WHAT THE EXERCISE ASKS: Please count the lines in the rows below that contain the string "positive" and reply with only that number.

INPUT:
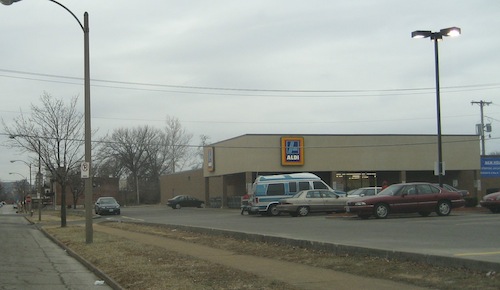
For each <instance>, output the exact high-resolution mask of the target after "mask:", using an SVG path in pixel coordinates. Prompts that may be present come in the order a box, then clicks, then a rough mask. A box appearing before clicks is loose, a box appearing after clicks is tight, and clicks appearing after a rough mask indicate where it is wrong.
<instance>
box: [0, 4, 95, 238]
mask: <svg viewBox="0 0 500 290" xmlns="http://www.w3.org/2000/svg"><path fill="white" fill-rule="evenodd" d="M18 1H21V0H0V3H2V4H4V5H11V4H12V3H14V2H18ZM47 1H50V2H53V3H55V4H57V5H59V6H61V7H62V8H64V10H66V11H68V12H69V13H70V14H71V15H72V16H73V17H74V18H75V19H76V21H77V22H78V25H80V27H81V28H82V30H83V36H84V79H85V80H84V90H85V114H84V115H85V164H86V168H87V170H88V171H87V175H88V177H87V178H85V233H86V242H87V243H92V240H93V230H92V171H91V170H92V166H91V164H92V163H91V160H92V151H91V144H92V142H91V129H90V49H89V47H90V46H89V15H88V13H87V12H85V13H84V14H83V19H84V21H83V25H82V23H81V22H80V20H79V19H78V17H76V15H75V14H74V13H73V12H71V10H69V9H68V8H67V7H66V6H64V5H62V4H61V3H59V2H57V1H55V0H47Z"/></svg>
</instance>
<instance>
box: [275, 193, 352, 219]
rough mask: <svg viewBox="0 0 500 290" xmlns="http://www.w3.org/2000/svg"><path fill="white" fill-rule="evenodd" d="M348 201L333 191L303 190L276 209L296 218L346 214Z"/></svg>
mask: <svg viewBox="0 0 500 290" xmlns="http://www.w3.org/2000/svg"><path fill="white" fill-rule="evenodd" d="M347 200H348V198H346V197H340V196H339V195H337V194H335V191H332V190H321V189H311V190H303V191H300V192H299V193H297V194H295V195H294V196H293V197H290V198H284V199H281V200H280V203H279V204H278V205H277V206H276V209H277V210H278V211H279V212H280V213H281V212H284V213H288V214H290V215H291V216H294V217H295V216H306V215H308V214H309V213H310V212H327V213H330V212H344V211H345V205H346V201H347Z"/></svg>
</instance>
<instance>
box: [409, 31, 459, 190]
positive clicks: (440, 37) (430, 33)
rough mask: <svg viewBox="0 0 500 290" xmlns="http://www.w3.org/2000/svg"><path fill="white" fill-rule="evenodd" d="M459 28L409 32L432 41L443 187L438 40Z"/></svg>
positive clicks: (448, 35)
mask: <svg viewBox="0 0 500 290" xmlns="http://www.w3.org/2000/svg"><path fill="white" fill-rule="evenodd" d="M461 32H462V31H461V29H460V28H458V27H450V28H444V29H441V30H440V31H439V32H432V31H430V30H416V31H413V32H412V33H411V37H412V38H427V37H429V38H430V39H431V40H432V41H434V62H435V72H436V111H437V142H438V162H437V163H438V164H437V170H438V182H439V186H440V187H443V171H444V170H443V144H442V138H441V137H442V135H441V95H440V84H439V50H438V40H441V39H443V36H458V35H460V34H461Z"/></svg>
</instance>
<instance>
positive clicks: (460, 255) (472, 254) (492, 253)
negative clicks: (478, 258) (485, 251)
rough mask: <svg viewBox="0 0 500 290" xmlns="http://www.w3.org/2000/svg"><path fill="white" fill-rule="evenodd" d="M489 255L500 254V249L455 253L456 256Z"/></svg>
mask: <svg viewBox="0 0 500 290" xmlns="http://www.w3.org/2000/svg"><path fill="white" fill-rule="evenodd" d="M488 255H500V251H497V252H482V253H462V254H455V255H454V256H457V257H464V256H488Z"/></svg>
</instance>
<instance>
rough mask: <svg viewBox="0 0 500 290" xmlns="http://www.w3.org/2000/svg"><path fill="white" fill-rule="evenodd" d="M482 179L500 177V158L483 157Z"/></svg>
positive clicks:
...
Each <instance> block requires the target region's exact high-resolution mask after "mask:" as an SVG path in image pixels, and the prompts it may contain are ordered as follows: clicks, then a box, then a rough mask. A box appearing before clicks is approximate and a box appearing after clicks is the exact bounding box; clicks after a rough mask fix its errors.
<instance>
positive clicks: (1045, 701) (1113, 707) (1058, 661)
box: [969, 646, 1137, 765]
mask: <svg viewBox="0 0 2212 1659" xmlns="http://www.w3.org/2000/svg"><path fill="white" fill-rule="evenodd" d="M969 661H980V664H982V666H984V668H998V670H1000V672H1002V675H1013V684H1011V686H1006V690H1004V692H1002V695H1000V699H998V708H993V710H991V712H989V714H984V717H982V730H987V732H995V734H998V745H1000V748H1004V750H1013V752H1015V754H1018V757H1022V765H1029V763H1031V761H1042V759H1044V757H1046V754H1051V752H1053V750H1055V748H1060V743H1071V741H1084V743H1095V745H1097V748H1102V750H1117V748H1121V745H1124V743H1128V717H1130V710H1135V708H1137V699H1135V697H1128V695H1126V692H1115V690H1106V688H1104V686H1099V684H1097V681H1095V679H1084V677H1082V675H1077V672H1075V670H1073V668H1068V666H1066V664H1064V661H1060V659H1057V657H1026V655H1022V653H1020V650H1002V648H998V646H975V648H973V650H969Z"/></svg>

ANSWER AREA: 5